[What to work on]:
a – Set down a passage of the Dynare forum post word for word, beginning at the words "I’m having trouble" and stopping after the words "sense to me.".
b – According to the Dynare forum post, what would have to be done to B_t2 to make it predetermined?

[Supplied text]:
▼▼▼
I’m currently working on a model I referred to in a previous post on the forum.
I’m having trouble understanding the behavior of debt in my model. Assuming both worker types have similar productivity initially, an increase in one group’s labor force should lead to borrowing/lending between households.
Since agents choose B_t2(+1) today, I need the adjustment to occur with a one-period delay. Is this behavior standard in Dynare? If not, how should I define debt to capture that timing?
means that B_t2 is not predetermined. To make B_t2 predetermined, it would need to be shifted by one period. Put differently, B_t2(-1) would be predetermined, while B_t2 is the value chosen today.
But that leads to an even stranger result. If you look at the attached image, you’ll see that debt stays around zero for most of the transition path and then suddenly drops at the final period. That behavior doesn’t make much economic sense to me.
▲▲▲
Entries pointing to named objects
▼▼▼
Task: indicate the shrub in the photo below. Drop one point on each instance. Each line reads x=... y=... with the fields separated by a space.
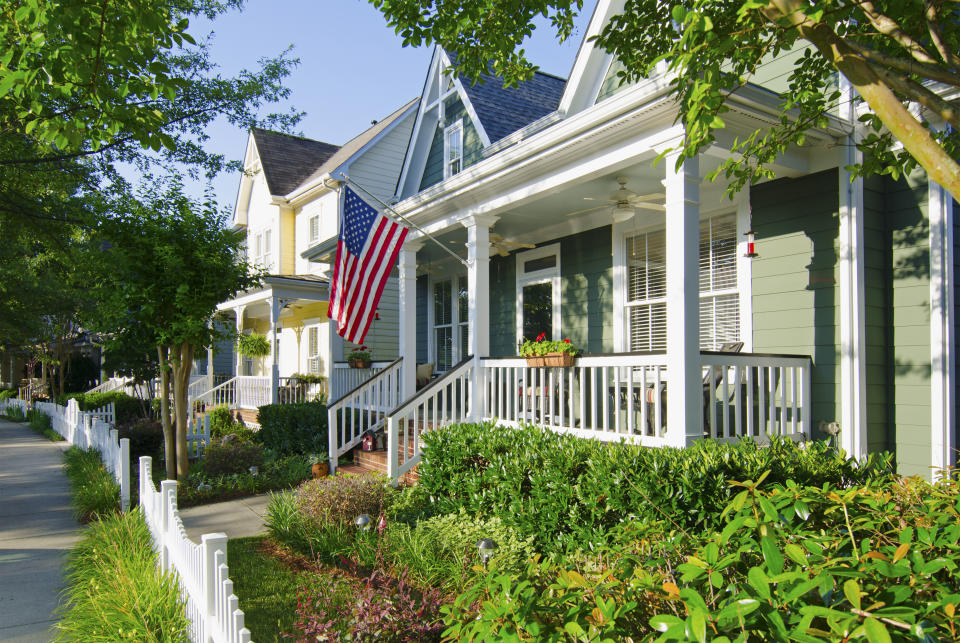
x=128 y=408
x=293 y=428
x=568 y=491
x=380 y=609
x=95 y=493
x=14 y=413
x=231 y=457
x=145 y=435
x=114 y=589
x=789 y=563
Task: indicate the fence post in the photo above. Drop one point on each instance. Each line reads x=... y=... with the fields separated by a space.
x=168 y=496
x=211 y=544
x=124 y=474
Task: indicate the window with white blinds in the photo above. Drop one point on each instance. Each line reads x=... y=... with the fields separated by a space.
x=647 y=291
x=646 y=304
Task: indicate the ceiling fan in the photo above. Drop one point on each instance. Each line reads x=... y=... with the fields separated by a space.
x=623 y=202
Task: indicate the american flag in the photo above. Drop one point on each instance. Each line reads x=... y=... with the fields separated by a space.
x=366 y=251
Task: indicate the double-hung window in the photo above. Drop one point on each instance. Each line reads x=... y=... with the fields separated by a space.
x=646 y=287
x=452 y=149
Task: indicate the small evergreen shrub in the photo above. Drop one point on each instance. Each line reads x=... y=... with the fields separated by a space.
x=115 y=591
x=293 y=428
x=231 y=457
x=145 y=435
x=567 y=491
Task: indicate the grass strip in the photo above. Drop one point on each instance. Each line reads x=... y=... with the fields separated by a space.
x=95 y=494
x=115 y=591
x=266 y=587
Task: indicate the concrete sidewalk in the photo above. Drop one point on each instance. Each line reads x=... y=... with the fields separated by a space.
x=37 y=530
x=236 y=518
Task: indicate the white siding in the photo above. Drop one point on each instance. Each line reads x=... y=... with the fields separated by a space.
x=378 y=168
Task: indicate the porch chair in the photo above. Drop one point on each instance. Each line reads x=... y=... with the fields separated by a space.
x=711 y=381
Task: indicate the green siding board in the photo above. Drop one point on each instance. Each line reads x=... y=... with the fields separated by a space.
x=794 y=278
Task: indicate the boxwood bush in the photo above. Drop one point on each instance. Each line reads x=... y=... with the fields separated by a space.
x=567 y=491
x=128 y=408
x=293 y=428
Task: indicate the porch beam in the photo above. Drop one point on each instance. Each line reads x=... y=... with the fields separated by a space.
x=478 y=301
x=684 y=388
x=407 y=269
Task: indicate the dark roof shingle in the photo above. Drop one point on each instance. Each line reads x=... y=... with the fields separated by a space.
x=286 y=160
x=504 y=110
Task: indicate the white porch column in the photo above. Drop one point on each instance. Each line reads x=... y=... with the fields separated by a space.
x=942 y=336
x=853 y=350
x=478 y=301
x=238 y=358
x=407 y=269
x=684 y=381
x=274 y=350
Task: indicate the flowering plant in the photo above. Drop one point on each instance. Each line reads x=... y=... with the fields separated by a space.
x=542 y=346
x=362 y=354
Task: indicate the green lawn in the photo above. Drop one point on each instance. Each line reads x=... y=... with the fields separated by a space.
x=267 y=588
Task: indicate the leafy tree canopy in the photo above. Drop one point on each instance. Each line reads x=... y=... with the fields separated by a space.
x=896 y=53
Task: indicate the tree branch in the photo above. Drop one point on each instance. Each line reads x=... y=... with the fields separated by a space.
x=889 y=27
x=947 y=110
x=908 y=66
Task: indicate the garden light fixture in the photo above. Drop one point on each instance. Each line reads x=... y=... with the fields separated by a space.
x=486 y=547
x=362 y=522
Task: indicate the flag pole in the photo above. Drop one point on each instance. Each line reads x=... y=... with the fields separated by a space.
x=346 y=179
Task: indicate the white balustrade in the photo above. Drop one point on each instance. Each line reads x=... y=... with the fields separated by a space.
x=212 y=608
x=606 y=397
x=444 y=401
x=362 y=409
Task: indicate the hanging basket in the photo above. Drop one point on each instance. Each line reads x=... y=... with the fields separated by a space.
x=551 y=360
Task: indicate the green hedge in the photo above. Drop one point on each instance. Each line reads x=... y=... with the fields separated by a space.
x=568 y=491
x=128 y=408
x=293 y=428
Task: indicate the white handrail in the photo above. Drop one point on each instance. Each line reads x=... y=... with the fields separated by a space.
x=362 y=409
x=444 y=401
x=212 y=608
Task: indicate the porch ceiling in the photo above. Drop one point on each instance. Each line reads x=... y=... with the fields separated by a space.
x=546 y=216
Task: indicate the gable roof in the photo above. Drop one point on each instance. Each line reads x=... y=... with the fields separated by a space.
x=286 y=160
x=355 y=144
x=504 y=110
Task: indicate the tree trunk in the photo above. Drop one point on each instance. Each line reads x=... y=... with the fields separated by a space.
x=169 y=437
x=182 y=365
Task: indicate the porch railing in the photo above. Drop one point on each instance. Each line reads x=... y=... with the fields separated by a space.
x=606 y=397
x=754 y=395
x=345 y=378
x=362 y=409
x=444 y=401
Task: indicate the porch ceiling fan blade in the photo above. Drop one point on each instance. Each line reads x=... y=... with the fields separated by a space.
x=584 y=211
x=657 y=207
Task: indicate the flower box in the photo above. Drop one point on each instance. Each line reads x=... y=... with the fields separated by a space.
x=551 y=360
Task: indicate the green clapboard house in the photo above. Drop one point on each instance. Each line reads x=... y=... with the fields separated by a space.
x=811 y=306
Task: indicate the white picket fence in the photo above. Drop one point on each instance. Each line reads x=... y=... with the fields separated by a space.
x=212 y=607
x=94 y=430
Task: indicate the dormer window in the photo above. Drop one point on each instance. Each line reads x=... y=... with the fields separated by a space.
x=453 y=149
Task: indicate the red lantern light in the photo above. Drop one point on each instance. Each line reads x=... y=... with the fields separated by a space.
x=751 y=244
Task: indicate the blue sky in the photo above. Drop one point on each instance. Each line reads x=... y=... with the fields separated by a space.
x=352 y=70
▲▲▲
▼▼▼
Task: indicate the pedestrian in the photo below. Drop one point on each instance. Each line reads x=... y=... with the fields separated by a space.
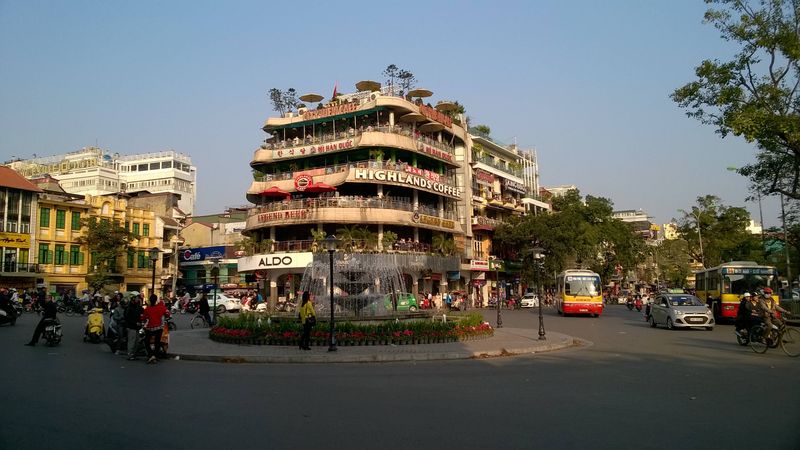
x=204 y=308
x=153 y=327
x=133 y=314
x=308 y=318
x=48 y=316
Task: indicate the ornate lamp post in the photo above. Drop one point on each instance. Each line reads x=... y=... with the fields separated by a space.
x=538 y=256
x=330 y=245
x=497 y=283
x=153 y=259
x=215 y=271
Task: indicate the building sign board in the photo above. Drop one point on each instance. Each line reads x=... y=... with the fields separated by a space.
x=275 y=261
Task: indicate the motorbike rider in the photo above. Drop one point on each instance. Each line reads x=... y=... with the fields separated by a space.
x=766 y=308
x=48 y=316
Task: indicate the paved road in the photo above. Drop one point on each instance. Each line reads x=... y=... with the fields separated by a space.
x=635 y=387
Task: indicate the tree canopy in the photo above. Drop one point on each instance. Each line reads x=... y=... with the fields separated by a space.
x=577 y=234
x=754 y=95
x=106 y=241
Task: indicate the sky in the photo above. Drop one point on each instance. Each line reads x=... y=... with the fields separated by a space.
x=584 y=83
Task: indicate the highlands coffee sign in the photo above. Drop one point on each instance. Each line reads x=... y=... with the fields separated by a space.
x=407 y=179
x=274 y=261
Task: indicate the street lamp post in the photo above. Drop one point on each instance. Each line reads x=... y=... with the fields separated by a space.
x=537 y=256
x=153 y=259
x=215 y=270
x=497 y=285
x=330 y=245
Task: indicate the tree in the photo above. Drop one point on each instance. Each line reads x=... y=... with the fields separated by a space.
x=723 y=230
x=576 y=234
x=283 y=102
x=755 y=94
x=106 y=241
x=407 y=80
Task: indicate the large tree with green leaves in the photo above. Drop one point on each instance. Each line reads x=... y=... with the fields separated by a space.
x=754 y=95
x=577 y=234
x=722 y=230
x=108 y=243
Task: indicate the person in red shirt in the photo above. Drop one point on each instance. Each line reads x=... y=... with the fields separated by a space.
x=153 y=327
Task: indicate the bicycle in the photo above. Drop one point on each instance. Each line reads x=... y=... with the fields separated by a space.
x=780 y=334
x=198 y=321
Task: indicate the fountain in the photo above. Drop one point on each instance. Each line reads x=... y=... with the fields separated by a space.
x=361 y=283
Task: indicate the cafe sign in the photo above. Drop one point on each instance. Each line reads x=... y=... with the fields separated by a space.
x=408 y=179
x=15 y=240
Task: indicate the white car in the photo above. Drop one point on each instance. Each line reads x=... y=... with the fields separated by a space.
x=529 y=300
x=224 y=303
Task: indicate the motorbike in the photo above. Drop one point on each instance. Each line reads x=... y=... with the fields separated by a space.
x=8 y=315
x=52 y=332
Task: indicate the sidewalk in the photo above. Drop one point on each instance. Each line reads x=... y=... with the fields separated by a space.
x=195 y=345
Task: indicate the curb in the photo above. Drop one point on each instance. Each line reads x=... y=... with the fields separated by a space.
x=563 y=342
▲▲▲
[Final answers]:
a –
I’m having trouble understanding the behavior of debt in my model. Assuming both worker types have similar productivity initially, an increase in one group’s labor force should lead to borrowing/lending between households.
Since agents choose B_t2(+1) today, I need the adjustment to occur with a one-period delay. Is this behavior standard in Dynare? If not, how should I define debt to capture that timing?
means that B_t2 is not predetermined. To make B_t2 predetermined, it would need to be shifted by one period. Put differently, B_t2(-1) would be predetermined, while B_t2 is the value chosen today.
But that leads to an even stranger result. If you look at the attached image, you’ll see that debt stays around zero for most of the transition path and then suddenly drops at the final period. That behavior doesn’t make much economic sense to me.

b – It would need to be shifted by one period.